§ **Task statement**:
Each entry below must be repeated exactly. Leave the pictures out of it.

§ **Data to process**:
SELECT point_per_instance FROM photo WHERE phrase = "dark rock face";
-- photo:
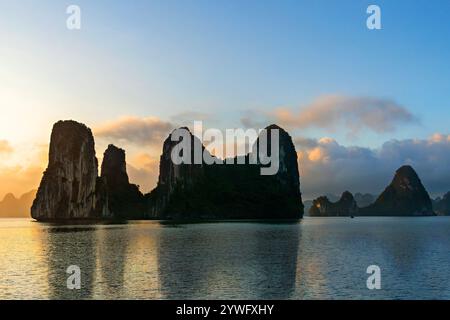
(227, 191)
(71, 188)
(345, 206)
(405, 196)
(68, 187)
(124, 200)
(442, 206)
(364, 200)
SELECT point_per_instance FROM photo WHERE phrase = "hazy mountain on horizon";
(12, 207)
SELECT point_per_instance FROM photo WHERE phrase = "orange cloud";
(134, 130)
(337, 112)
(5, 147)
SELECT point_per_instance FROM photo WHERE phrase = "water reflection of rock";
(70, 246)
(230, 260)
(112, 246)
(99, 252)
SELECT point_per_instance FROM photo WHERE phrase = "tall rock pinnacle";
(68, 187)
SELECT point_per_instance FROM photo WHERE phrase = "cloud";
(143, 170)
(333, 112)
(328, 167)
(188, 118)
(134, 130)
(5, 147)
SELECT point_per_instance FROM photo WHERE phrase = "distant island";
(404, 196)
(71, 187)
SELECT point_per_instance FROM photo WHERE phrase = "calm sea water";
(317, 258)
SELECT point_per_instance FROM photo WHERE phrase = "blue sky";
(224, 58)
(166, 57)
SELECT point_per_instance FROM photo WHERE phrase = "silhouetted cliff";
(405, 196)
(228, 191)
(345, 206)
(68, 189)
(71, 188)
(124, 199)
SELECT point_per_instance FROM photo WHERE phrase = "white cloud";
(328, 167)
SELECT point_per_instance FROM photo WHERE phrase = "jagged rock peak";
(345, 206)
(405, 195)
(68, 187)
(114, 168)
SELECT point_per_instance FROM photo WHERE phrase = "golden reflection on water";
(314, 259)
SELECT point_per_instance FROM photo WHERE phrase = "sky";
(357, 102)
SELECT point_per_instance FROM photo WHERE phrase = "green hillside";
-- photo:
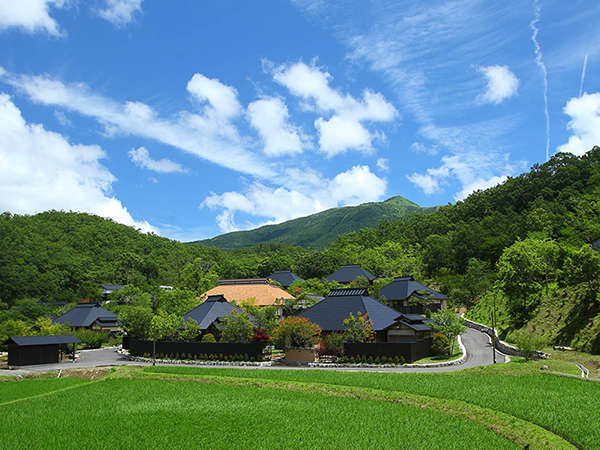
(321, 229)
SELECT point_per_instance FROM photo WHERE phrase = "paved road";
(477, 344)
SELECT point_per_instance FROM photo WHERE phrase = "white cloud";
(344, 129)
(120, 12)
(501, 84)
(270, 117)
(480, 184)
(419, 147)
(221, 98)
(30, 15)
(41, 170)
(62, 118)
(277, 204)
(208, 135)
(584, 112)
(141, 158)
(383, 164)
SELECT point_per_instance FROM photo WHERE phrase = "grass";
(151, 413)
(457, 353)
(591, 362)
(566, 406)
(14, 389)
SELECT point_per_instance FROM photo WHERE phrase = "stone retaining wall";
(501, 346)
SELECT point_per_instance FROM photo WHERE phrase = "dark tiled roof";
(284, 277)
(416, 326)
(402, 288)
(213, 309)
(112, 287)
(23, 341)
(349, 273)
(85, 314)
(330, 313)
(243, 281)
(344, 292)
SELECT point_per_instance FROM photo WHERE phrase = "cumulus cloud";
(277, 204)
(141, 158)
(208, 135)
(432, 180)
(222, 99)
(502, 84)
(30, 15)
(120, 12)
(480, 184)
(41, 170)
(270, 117)
(584, 112)
(383, 164)
(343, 128)
(419, 147)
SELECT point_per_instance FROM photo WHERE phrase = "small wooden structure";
(32, 350)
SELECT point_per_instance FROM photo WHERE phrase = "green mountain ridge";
(318, 230)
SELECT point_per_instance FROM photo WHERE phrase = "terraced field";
(157, 407)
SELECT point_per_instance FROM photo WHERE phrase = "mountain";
(321, 229)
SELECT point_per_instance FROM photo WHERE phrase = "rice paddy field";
(509, 406)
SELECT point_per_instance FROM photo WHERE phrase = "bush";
(332, 344)
(91, 338)
(440, 345)
(296, 332)
(527, 342)
(208, 338)
(237, 328)
(358, 328)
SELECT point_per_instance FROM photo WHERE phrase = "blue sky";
(191, 118)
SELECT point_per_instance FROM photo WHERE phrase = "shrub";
(208, 338)
(237, 328)
(260, 335)
(332, 344)
(296, 332)
(440, 345)
(358, 328)
(527, 342)
(91, 338)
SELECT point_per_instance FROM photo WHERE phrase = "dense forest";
(525, 244)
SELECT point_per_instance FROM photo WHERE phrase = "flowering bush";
(296, 332)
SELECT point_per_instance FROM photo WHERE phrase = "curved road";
(477, 344)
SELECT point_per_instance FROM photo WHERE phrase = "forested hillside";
(525, 243)
(321, 229)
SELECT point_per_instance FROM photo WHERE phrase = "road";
(477, 344)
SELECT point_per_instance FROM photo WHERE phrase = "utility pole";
(494, 327)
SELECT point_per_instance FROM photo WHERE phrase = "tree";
(296, 332)
(162, 325)
(236, 328)
(190, 331)
(527, 342)
(524, 269)
(358, 328)
(448, 323)
(136, 321)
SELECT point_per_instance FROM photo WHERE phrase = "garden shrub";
(440, 345)
(91, 338)
(208, 338)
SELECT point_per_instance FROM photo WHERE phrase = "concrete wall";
(501, 346)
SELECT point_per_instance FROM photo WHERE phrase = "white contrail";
(582, 75)
(540, 62)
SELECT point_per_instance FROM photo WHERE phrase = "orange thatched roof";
(257, 288)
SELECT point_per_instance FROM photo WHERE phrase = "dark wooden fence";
(410, 351)
(195, 350)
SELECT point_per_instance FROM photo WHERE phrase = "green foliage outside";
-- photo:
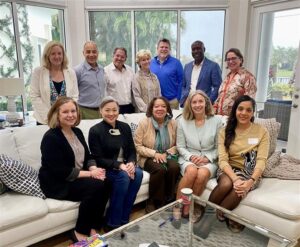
(283, 63)
(284, 73)
(113, 29)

§ **Task solution**:
SELECT point_per_instance FROM photo WHERE phrase = "dark rock face";
-- photo:
(227, 191)
(71, 188)
(345, 206)
(405, 196)
(68, 187)
(124, 200)
(442, 206)
(364, 200)
SELECT point_per_instance FROM photo WHERE phrase = "hazy mountain on horizon";
(12, 207)
SELECT point_per_instance FROM photo WHERE phrase = "orange cloud";
(134, 130)
(337, 112)
(5, 147)
SELECT point_per_instance FROM photo WHERE phrase = "water reflection of rock";
(70, 246)
(230, 260)
(112, 246)
(99, 252)
SELECT point_per_instance FROM photo WHERE phrase = "tall rock pinnacle";
(68, 187)
SELECT point_per_instance FROM photo WHERE phrase = "cloud";
(143, 170)
(333, 112)
(328, 167)
(188, 118)
(134, 130)
(5, 147)
SELECT point_per_instance FROM photo WHERE phrase = "distant island";
(404, 196)
(71, 187)
SELECT point_per_instance FROM photo WHERE phrase = "calm sea water";
(317, 258)
SELECT point_per_instance FROM photo WHERE phrase = "blue sky";
(224, 58)
(166, 57)
SELECT point_per_instance FROM photo WHERE phrase = "silhouetted cliff";
(405, 196)
(228, 191)
(345, 206)
(68, 189)
(71, 188)
(124, 199)
SELECT point_per_instance FROM photo WHERE phrase = "white cloud";
(328, 167)
SELECT point_per_instance FROM photo WHERE phrase = "jagged rock peak";
(345, 206)
(405, 195)
(68, 187)
(114, 168)
SELECT point_per_instance FROM photo WHERE phrase = "golden reflection on water";
(314, 259)
SELECT point_per_instance FROM photo WHERE phrase = "sky";
(357, 102)
SELECT point_per_instance FROM photo WHERE phrase = "green hillside";
-- photo:
(321, 229)
SELECT point_per_instance FROM photo WHERE phrase = "paved road";
(477, 344)
SELECT point_per_instance FROM photo WHERE phrase = "white cloud";
(344, 129)
(120, 12)
(501, 84)
(270, 117)
(480, 184)
(419, 147)
(221, 98)
(30, 15)
(41, 170)
(62, 118)
(277, 204)
(208, 135)
(584, 112)
(141, 158)
(383, 164)
SELECT point_per_instance FROM photo WHERE phrase = "grass";
(151, 413)
(457, 353)
(591, 362)
(566, 406)
(14, 389)
SELECT point_per_instance FROM photo WHERE phrase = "stone retaining wall";
(501, 346)
SELECT point_per_instance FROM photo WHERE phrase = "dark tiled roof";
(284, 277)
(416, 326)
(402, 288)
(213, 309)
(112, 287)
(23, 341)
(349, 273)
(85, 314)
(330, 313)
(243, 281)
(344, 292)
SELECT point_per_instance FROM photo WHERE phrase = "cumulus cloud";
(277, 204)
(141, 158)
(208, 135)
(432, 180)
(222, 99)
(502, 84)
(30, 15)
(120, 12)
(480, 184)
(41, 170)
(270, 117)
(584, 112)
(383, 164)
(343, 128)
(419, 147)
SELECT point_per_instance FROM photo WHERE phrase = "small wooden structure";
(32, 350)
SELECT point_per_instance FROM photo WHERE phrase = "green mountain ridge";
(318, 230)
SELECT point_per_instance FROM photo WHERE phrase = "terraced field";
(157, 407)
SELECT point_per_instance FROM photo WHERE phrase = "mountain";
(321, 229)
SELECT point_per_instance FROM photo WHERE phrase = "rice paddy field";
(509, 406)
SELECT point_per_instance FROM photo WHERE phrase = "bush";
(332, 344)
(91, 338)
(440, 345)
(296, 332)
(527, 342)
(208, 338)
(237, 328)
(358, 328)
SELECT point_per_instance FROM photo WHERE phrase = "blue sky";
(191, 118)
SELECT point_per_instance FROM photo WHERE phrase = "shrub";
(208, 338)
(237, 328)
(260, 335)
(332, 344)
(296, 332)
(440, 345)
(358, 328)
(527, 342)
(91, 338)
SELECT point_per_instance FROM photo WHERE phrase = "dense forest";
(525, 244)
SELECT point_per_instance FROM photo WHERE phrase = "flowering bush";
(296, 332)
SELECT point_per_instance FROM photo WHERE phrase = "curved road";
(477, 344)
SELECT point_per_instance FROM photo WHERE phrase = "forested hillside";
(525, 243)
(321, 229)
SELECT point_per_instance FROM photo WHERE phrase = "road";
(477, 344)
SELECT point_per_instance FROM photo WHERE phrase = "utility pole";
(494, 327)
SELECT point_per_instance FROM photo WHERE phrase = "tree";
(296, 332)
(162, 325)
(236, 328)
(190, 331)
(527, 342)
(524, 269)
(358, 328)
(448, 323)
(136, 321)
SELECT point_per_instance FROM photo WHERE phrase = "garden shrub";
(440, 345)
(91, 338)
(208, 338)
SELECT point_per_instance FROM photo WHERE phrase = "concrete wall";
(501, 346)
SELECT point_per_instance FROM photo WHERE phrase = "white contrail";
(582, 75)
(540, 62)
SELECT point_per_instance FROM photo WHERE phrase = "orange thatched roof";
(257, 288)
SELECT point_per_instance FROM photo WHERE phrase = "dark wooden fence";
(410, 351)
(195, 350)
SELECT point_per_instance FROM photo WHERE phrase = "green foliage outside";
-- photo:
(283, 63)
(284, 73)
(113, 29)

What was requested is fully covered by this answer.